- **INPUT**:
########
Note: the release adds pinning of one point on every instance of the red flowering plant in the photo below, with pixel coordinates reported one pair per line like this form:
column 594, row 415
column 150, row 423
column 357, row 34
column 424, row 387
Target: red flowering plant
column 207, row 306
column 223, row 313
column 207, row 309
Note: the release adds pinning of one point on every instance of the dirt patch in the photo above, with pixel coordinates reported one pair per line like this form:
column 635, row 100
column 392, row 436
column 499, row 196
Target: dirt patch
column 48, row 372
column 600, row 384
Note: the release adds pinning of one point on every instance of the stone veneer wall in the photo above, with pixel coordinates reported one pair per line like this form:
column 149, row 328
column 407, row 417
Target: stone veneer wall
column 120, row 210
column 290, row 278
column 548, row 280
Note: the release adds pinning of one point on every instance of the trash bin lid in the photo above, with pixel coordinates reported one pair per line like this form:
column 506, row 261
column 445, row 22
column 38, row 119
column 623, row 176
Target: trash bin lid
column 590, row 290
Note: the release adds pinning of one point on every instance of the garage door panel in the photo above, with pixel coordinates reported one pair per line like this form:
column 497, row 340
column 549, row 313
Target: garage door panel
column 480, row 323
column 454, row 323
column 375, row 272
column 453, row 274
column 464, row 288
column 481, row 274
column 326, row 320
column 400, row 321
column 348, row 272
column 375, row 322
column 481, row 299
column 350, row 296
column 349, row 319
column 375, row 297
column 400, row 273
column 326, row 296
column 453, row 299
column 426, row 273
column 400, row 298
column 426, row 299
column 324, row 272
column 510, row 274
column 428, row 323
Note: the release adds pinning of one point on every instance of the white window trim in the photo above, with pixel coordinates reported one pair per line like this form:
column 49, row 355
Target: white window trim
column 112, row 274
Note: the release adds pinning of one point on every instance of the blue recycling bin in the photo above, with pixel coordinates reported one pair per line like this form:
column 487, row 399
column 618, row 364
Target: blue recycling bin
########
- **TASK REQUIREMENTS**:
Could you print all of the entries again exactly as they stand?

- **SOLUTION TO THIS PROBLEM**:
Note: the release adds pinning of one point on every instance of the red flowering plant in the photo below, with pixel coordinates reported one pair per line like this form:
column 594, row 415
column 150, row 423
column 357, row 34
column 424, row 387
Target: red flowering plant
column 207, row 306
column 223, row 313
column 207, row 309
Note: the release adds pinning of one point on every instance of the dirt patch in the photo above, with pixel coordinates reported one pair per line like this form:
column 635, row 100
column 392, row 436
column 499, row 196
Target: dirt patch
column 48, row 372
column 600, row 384
Note: the release adds pinning of one point on every instance of the stone veneer wall in the photo above, with pixel coordinates reported one pair per line like this form:
column 149, row 328
column 407, row 417
Target: stone veneer wall
column 120, row 210
column 290, row 278
column 548, row 280
Note: the release adds pinning of one point on every instance of the trash bin lid in the photo above, with pixel coordinates reported one pair per line like this form:
column 506, row 261
column 445, row 22
column 38, row 119
column 623, row 176
Target: trash bin lid
column 590, row 290
Note: the release adds pinning of one point on every instance of the garage door panel in the photo above, with pixel coordinates reported one pair per line like this form:
column 497, row 340
column 549, row 313
Target: garage door panel
column 480, row 323
column 454, row 323
column 375, row 272
column 453, row 274
column 464, row 288
column 481, row 274
column 326, row 320
column 400, row 321
column 348, row 272
column 375, row 322
column 481, row 299
column 350, row 296
column 349, row 319
column 375, row 297
column 400, row 273
column 326, row 296
column 453, row 299
column 426, row 273
column 400, row 298
column 426, row 299
column 324, row 272
column 510, row 274
column 428, row 323
Note: the release adds pinning of one point on every instance of the white window trim in the photo above, with pixel coordinates reported one pair per line like this form:
column 49, row 355
Target: white window trim
column 112, row 274
Note: the release adds pinning of one point on every instance of the blue recycling bin in the photo above, with pixel coordinates reported one pair per line like this form:
column 487, row 399
column 618, row 364
Target: blue recycling bin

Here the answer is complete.